PROBLEM DESCRIPTION: Rewrite the part of the passage below on hip fracture care at Bronson between "Excellence requires, among" and "repairing the hip.", inclusive, replacing "hip fracture" with "hip injury".

SELECTED EXCERPT:
Excellence requires, among other things, good communication and unprecedented cooperation. Thus, employees from different departments and disciplines needed to identify new ways to improve existing care processes and work together as a multidisciplinary team. Hospitalists had a unique role that led to several changes.
“Hospitalists are involved in pretty much anything that happens at Bronson,” says Hussein Akl, MD, medical director for Bronson’s Hospitalist Service.
It was that involvement that led Bronson to change its approach to hip fracture care. Previously, the surgeon managed the hip fracture patient from admission to discharge. Bronson’s hospitalists proposed a new model, however: The hospitalists would manage the patient medically, leaving the surgeons to focus on what they do best: repairing the hip.
The success of the program is measured in clinical outcomes; length of stay has declined significantly since the specialists began collaborating in this way. In 2005 HealthGrades, an organization located in Golden, Colo., that rates care in 5,000 U.S. hospitals, awarded Bronson its highest rating (five stars) for hip replacement surgery and for treatment of acute myocardial infarction.

ENTRIES SUPPLIED:
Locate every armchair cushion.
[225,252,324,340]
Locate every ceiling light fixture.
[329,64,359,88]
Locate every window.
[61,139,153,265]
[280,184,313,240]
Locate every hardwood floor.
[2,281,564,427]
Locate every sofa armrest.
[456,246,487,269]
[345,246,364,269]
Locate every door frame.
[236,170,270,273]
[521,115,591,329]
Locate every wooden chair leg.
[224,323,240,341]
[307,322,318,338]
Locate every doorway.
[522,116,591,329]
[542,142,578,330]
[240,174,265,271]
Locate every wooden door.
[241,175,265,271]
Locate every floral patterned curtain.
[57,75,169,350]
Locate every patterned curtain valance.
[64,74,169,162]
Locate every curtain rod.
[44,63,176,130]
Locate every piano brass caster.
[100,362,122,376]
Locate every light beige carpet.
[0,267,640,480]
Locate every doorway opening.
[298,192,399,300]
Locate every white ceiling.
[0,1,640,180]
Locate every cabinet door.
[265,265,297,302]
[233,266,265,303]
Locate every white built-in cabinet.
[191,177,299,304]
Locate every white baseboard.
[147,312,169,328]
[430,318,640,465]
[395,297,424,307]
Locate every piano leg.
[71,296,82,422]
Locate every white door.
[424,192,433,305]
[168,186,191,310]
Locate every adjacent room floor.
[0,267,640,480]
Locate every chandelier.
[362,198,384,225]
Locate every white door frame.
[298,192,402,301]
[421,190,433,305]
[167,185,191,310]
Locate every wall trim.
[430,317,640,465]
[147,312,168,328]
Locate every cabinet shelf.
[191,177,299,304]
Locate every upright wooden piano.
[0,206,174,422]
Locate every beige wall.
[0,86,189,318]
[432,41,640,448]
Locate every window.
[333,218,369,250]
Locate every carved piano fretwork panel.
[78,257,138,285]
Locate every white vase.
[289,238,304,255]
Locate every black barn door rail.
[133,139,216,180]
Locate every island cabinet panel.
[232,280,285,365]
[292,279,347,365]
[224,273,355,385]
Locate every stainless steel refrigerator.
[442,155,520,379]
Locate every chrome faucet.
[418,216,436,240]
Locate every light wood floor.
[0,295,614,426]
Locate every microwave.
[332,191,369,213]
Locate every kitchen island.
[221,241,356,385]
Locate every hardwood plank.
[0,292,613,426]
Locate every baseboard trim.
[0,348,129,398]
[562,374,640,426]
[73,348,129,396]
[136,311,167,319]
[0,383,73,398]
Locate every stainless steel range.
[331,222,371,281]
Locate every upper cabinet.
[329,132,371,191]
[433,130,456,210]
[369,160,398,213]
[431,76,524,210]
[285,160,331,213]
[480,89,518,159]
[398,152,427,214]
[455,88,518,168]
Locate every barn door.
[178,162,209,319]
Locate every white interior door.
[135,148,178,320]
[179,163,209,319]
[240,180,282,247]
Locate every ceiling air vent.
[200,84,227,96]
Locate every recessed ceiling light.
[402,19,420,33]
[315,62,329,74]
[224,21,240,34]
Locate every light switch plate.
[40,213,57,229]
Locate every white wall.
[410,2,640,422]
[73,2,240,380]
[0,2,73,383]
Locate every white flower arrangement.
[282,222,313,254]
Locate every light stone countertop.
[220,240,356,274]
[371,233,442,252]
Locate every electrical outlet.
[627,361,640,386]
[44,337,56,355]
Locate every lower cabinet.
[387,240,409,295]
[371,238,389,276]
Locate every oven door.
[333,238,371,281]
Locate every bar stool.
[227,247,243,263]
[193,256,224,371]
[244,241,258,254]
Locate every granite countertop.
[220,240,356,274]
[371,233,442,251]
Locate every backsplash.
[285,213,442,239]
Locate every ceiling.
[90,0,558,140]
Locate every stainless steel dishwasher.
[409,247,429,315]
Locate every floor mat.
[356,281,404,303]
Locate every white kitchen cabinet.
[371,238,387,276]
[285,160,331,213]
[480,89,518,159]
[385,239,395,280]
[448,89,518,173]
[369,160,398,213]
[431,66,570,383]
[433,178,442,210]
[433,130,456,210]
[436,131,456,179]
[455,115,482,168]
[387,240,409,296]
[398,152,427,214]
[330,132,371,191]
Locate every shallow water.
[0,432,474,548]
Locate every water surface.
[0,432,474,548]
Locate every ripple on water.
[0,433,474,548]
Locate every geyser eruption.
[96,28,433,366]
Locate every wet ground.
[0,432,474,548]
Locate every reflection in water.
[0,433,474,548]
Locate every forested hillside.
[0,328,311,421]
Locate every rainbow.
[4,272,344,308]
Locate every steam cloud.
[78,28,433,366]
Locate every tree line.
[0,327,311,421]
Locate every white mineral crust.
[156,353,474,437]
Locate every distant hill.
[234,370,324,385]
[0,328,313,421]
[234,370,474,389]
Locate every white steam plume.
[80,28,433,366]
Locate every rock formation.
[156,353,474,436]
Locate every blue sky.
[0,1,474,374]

RESPONSE AREA:
Excellence requires, among other things, good communication and unprecedented cooperation. Thus, employees from different departments and disciplines needed to identify new ways to improve existing care processes and work together as a multidisciplinary team. Hospitalists had a unique role that led to several changes.
“Hospitalists are involved in pretty much anything that happens at Bronson,” says Hussein Akl, MD, medical director for Bronson’s Hospitalist Service.
It was that involvement that led Bronson to change its approach to hip injury care. Previously, the surgeon managed the hip injury patient from admission to discharge. Bronson’s hospitalists proposed a new model, however: The hospitalists would manage the patient medically, leaving the surgeons to focus on what they do best: repairing the hip.